• **EXERCISE INSTRUCTIONS**
Select each line of the data below that contains the word "surface", with case counting.

• **SUPPLIED DATA**
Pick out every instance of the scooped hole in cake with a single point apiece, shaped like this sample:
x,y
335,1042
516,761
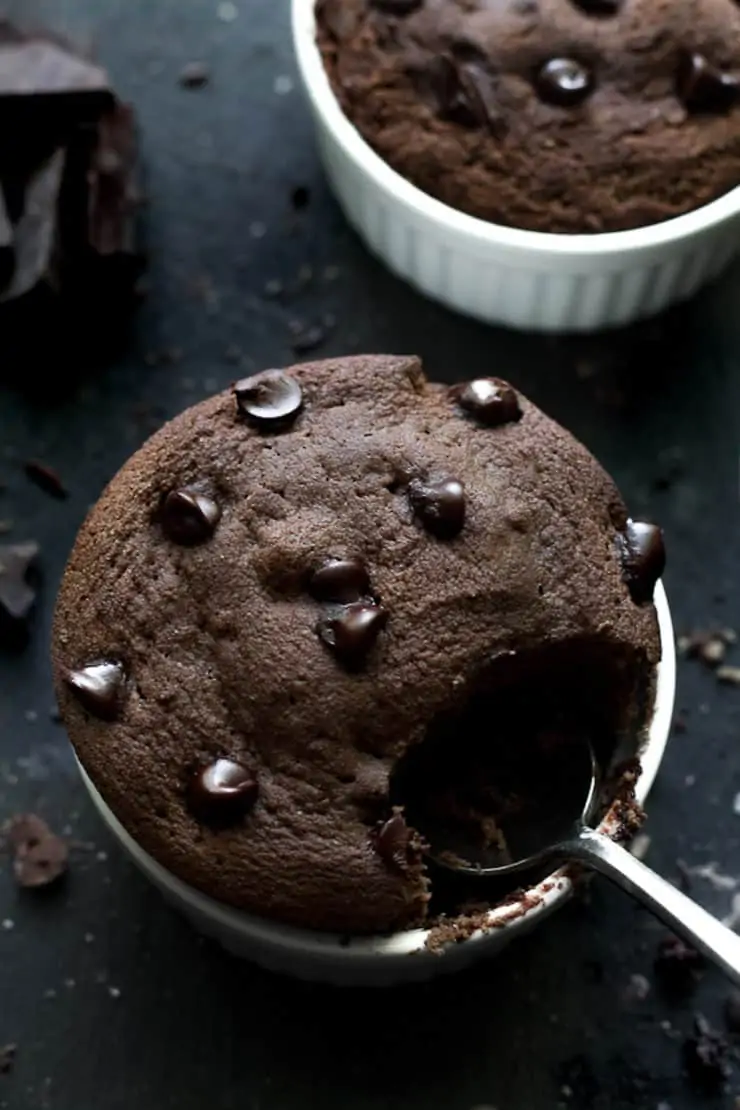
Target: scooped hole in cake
x,y
507,763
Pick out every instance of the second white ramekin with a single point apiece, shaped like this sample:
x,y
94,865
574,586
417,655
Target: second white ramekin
x,y
403,957
528,280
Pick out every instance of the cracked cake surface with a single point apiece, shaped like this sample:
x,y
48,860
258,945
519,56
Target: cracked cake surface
x,y
560,115
292,582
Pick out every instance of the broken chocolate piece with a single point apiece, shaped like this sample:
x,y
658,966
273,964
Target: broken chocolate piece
x,y
17,595
46,478
40,858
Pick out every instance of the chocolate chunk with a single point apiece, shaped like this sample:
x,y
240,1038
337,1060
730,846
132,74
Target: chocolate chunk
x,y
353,631
222,791
271,397
678,965
564,82
703,88
396,7
705,1057
489,400
99,687
341,581
644,558
599,7
46,478
189,516
463,91
393,841
17,596
194,76
439,505
40,858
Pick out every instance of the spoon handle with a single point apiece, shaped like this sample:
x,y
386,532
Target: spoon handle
x,y
712,938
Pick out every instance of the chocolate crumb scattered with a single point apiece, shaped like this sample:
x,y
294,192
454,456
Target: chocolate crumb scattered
x,y
705,1057
678,966
307,339
732,1011
300,198
7,1058
40,857
46,478
194,76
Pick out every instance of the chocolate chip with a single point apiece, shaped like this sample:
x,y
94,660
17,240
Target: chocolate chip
x,y
40,858
223,790
46,478
396,7
271,397
189,517
98,687
17,596
642,557
341,581
439,505
564,82
705,1056
300,198
489,400
703,88
599,7
352,632
393,841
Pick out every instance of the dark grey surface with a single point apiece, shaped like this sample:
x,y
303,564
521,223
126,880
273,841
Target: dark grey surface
x,y
112,1000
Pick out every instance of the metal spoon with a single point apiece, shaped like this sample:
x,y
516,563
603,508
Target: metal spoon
x,y
576,841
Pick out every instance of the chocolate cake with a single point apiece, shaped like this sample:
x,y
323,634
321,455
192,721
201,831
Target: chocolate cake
x,y
295,584
560,115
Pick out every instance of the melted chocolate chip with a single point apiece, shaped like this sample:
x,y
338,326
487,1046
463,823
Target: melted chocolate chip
x,y
98,688
272,397
439,506
352,632
341,581
222,791
396,7
644,558
189,516
489,400
703,88
393,841
599,7
564,82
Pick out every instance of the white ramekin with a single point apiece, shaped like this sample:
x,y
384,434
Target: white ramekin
x,y
503,275
402,957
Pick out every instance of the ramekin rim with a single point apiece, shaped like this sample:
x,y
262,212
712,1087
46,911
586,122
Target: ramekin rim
x,y
485,233
536,900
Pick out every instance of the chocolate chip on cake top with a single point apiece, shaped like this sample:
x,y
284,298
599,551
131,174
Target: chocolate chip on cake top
x,y
561,115
295,582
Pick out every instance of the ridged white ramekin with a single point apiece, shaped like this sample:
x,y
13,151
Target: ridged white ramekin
x,y
529,280
402,957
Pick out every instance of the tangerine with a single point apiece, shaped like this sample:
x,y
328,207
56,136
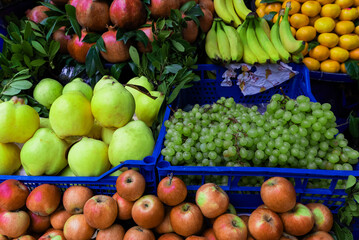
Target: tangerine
x,y
344,27
306,33
298,20
330,10
339,54
328,39
324,24
349,41
330,66
320,53
311,8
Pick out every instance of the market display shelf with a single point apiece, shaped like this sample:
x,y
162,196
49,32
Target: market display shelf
x,y
104,184
243,197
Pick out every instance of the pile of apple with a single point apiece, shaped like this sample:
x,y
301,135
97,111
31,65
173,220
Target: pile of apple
x,y
87,132
129,214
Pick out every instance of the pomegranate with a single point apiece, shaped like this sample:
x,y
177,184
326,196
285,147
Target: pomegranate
x,y
60,36
37,14
78,49
93,15
129,14
116,51
162,8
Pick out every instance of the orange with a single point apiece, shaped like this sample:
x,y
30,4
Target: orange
x,y
344,27
312,20
328,39
298,20
306,33
348,14
349,41
339,54
354,54
311,63
342,68
330,66
344,3
273,7
330,10
320,53
324,24
294,6
311,8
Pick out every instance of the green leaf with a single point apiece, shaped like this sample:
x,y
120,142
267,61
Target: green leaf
x,y
350,182
22,85
134,55
38,47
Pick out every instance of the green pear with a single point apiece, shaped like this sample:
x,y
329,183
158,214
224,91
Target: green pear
x,y
131,142
147,108
89,158
44,153
139,81
47,91
9,158
113,106
79,85
106,134
103,82
70,115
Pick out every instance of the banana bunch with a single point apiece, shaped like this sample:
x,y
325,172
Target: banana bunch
x,y
223,43
232,12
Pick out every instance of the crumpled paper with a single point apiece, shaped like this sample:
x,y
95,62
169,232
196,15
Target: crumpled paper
x,y
255,79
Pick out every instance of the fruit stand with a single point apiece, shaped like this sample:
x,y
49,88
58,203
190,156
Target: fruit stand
x,y
167,119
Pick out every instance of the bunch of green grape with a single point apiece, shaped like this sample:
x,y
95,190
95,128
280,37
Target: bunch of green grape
x,y
292,133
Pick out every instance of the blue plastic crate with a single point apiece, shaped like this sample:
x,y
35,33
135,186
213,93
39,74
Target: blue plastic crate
x,y
104,184
247,197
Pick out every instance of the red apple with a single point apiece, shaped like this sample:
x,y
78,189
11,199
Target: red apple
x,y
298,221
38,224
77,228
321,235
100,211
58,219
54,234
170,236
264,224
44,199
124,207
323,217
230,226
14,224
212,200
186,219
171,190
75,197
165,226
148,211
278,194
13,195
116,231
130,185
137,232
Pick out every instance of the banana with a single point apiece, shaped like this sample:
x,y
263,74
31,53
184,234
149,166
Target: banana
x,y
234,42
265,42
254,45
221,9
275,38
223,44
289,42
241,8
248,56
211,46
237,21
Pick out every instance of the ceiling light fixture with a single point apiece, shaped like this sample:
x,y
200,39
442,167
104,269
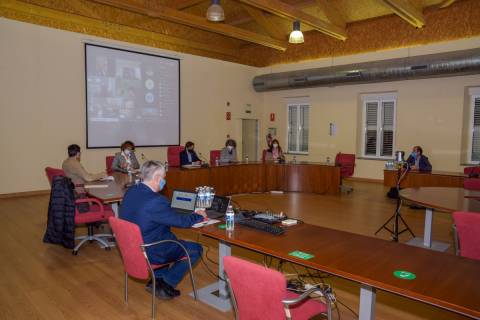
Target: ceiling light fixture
x,y
215,12
296,36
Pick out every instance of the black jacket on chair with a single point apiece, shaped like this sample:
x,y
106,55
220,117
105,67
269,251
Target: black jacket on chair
x,y
61,213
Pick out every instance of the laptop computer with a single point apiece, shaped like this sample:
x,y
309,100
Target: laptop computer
x,y
183,201
219,207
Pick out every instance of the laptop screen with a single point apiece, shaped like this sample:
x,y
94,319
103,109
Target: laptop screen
x,y
184,200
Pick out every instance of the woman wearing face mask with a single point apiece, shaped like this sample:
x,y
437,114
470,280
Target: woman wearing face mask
x,y
188,156
275,152
418,161
229,153
125,160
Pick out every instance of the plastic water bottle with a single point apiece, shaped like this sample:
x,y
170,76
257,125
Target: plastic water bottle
x,y
230,219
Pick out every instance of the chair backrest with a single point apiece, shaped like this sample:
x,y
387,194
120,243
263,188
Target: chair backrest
x,y
468,231
258,291
346,161
471,183
129,239
214,154
53,172
108,164
173,155
471,170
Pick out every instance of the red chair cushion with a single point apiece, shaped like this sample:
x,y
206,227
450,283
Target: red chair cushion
x,y
468,229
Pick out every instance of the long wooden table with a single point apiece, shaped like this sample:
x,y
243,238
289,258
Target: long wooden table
x,y
424,179
236,178
440,199
442,280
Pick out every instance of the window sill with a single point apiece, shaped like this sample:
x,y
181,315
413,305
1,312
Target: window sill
x,y
376,159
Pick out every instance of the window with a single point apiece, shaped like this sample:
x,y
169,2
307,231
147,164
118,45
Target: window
x,y
475,125
379,125
298,118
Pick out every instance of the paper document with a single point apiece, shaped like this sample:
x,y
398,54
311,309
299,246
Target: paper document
x,y
205,223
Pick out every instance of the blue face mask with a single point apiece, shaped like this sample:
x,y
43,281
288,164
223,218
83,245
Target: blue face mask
x,y
162,184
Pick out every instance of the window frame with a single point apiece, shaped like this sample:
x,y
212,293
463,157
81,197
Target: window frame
x,y
297,105
473,96
379,99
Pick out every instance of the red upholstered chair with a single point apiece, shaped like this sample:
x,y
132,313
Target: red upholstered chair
x,y
471,183
173,155
261,293
97,213
467,234
214,154
346,162
135,260
471,170
108,164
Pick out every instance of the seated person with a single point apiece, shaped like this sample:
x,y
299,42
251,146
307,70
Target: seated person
x,y
275,152
151,211
188,156
229,153
125,160
74,170
418,161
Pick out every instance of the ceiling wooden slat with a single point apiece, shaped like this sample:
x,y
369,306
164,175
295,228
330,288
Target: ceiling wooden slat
x,y
284,10
263,21
191,20
333,14
405,10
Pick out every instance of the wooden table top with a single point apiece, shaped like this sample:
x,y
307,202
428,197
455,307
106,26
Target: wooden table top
x,y
433,172
443,280
443,199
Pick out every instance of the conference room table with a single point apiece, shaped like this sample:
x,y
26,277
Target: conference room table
x,y
439,199
443,280
232,178
415,178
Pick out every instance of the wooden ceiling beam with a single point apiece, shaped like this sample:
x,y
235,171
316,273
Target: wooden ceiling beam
x,y
180,17
183,4
446,3
287,11
405,10
264,22
332,13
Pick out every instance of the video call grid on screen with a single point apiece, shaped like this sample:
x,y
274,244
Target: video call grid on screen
x,y
131,96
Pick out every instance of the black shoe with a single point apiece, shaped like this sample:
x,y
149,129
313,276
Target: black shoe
x,y
160,291
168,288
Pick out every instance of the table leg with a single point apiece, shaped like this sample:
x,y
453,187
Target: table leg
x,y
216,294
367,303
427,242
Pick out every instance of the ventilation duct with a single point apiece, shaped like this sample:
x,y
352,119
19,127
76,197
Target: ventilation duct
x,y
448,64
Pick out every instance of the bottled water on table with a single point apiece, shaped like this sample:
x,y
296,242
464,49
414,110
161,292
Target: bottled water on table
x,y
230,219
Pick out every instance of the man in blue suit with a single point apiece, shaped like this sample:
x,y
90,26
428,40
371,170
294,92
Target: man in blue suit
x,y
418,161
151,211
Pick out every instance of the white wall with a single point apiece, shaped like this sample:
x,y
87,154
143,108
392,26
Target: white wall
x,y
429,111
42,103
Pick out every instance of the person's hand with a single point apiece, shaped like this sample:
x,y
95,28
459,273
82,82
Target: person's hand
x,y
201,212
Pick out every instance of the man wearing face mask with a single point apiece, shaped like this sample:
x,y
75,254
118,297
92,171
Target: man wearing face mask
x,y
151,211
188,156
74,170
126,159
229,153
418,161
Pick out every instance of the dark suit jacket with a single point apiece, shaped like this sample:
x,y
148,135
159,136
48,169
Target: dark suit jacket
x,y
151,211
423,164
184,157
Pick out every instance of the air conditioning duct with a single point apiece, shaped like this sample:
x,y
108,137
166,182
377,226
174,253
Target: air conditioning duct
x,y
449,64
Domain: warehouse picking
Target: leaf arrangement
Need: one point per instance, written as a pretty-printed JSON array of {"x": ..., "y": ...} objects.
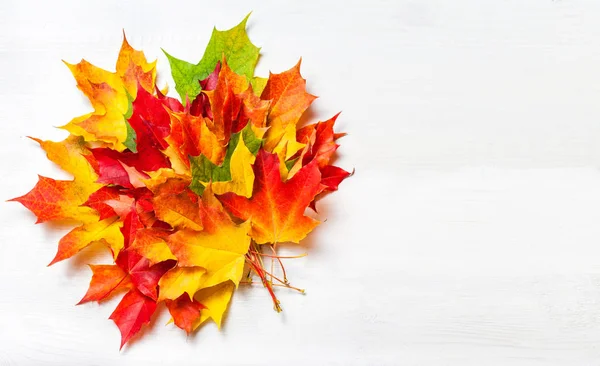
[{"x": 191, "y": 197}]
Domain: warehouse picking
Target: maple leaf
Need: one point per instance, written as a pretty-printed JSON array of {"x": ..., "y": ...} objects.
[
  {"x": 150, "y": 243},
  {"x": 215, "y": 300},
  {"x": 234, "y": 44},
  {"x": 219, "y": 248},
  {"x": 107, "y": 231},
  {"x": 146, "y": 168},
  {"x": 110, "y": 201},
  {"x": 180, "y": 280},
  {"x": 144, "y": 274},
  {"x": 276, "y": 208},
  {"x": 185, "y": 312},
  {"x": 190, "y": 136},
  {"x": 132, "y": 313},
  {"x": 289, "y": 100},
  {"x": 177, "y": 206},
  {"x": 106, "y": 280},
  {"x": 58, "y": 200},
  {"x": 235, "y": 173},
  {"x": 108, "y": 92},
  {"x": 69, "y": 154}
]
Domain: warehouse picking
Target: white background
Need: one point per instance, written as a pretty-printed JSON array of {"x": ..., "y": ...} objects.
[{"x": 469, "y": 235}]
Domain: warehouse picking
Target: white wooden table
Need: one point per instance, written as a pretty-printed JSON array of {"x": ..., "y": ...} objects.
[{"x": 470, "y": 234}]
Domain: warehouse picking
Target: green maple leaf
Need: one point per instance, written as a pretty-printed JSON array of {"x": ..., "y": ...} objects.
[
  {"x": 203, "y": 170},
  {"x": 234, "y": 44}
]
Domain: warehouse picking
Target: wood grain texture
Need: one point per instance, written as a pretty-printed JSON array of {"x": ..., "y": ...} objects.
[{"x": 468, "y": 236}]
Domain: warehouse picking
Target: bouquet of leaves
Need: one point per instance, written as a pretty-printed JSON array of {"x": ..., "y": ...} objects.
[{"x": 190, "y": 196}]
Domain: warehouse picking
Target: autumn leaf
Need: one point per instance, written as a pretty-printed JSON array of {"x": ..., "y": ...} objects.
[
  {"x": 235, "y": 174},
  {"x": 185, "y": 312},
  {"x": 215, "y": 300},
  {"x": 219, "y": 248},
  {"x": 276, "y": 208},
  {"x": 69, "y": 154},
  {"x": 58, "y": 200},
  {"x": 191, "y": 197},
  {"x": 106, "y": 280},
  {"x": 132, "y": 313},
  {"x": 107, "y": 231},
  {"x": 150, "y": 243},
  {"x": 108, "y": 93},
  {"x": 180, "y": 280},
  {"x": 289, "y": 100},
  {"x": 234, "y": 44}
]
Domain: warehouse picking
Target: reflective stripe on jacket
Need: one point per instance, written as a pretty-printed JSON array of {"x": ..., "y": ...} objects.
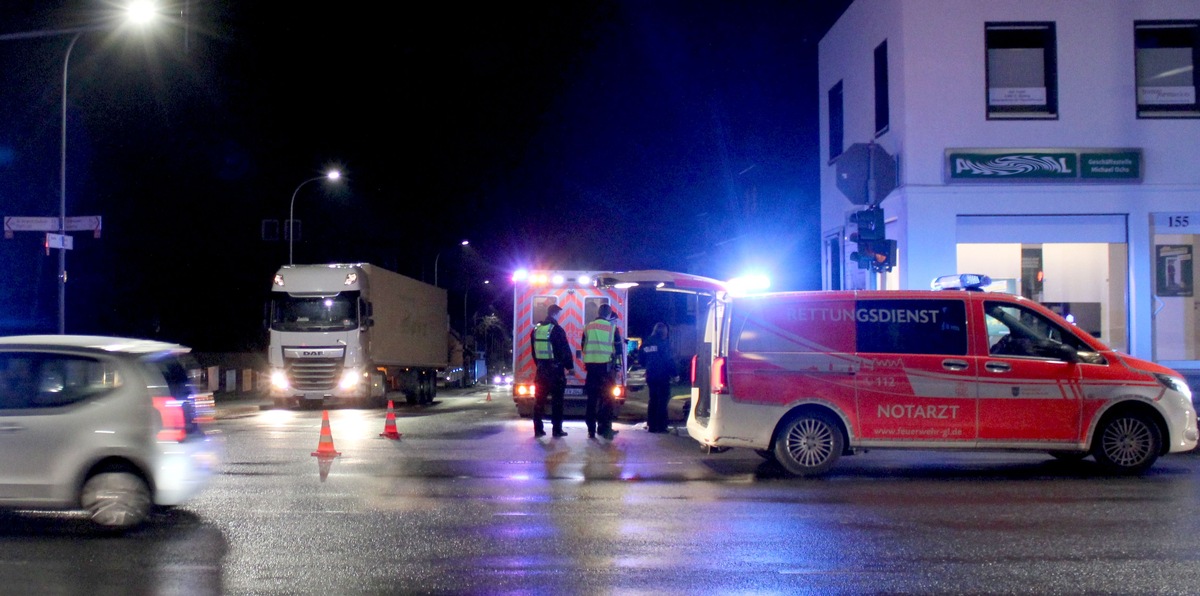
[
  {"x": 598, "y": 338},
  {"x": 541, "y": 349}
]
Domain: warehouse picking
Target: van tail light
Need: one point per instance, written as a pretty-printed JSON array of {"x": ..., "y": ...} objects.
[
  {"x": 720, "y": 384},
  {"x": 173, "y": 414}
]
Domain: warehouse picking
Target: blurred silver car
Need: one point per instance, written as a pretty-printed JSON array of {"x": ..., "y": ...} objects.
[{"x": 108, "y": 425}]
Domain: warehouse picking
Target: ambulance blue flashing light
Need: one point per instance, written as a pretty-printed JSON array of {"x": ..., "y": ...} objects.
[
  {"x": 749, "y": 284},
  {"x": 969, "y": 282}
]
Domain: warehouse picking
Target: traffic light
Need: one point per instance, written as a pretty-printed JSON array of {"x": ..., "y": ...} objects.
[
  {"x": 874, "y": 250},
  {"x": 868, "y": 224},
  {"x": 875, "y": 254}
]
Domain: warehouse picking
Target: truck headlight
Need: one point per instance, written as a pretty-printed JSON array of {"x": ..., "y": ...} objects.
[
  {"x": 349, "y": 379},
  {"x": 279, "y": 379}
]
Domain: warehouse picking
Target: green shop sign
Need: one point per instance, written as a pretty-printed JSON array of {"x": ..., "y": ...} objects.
[{"x": 1043, "y": 164}]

• **SOLUTION FOR THIS TASK**
Pick out every instance of the cracked cake surface with a single point apiece, shaped like this sample:
Target: cracked cake surface
Pick out every instance of the dark grey surface with a single point apiece, shaped like this sample:
Target: dark grey surface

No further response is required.